= To do =
Set down all of the entries below exactly, and omit the pictures.

= Source data =
□ □ □

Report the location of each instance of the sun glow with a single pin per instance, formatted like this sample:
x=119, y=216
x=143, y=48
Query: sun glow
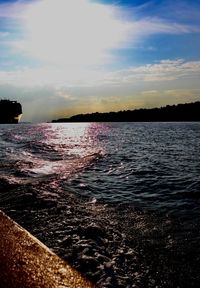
x=71, y=32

□ □ □

= Answer to this problem =
Report the location of each instance of the sun glow with a single pin per instance, formatted like this sample:
x=119, y=216
x=143, y=48
Query: sun glow
x=71, y=32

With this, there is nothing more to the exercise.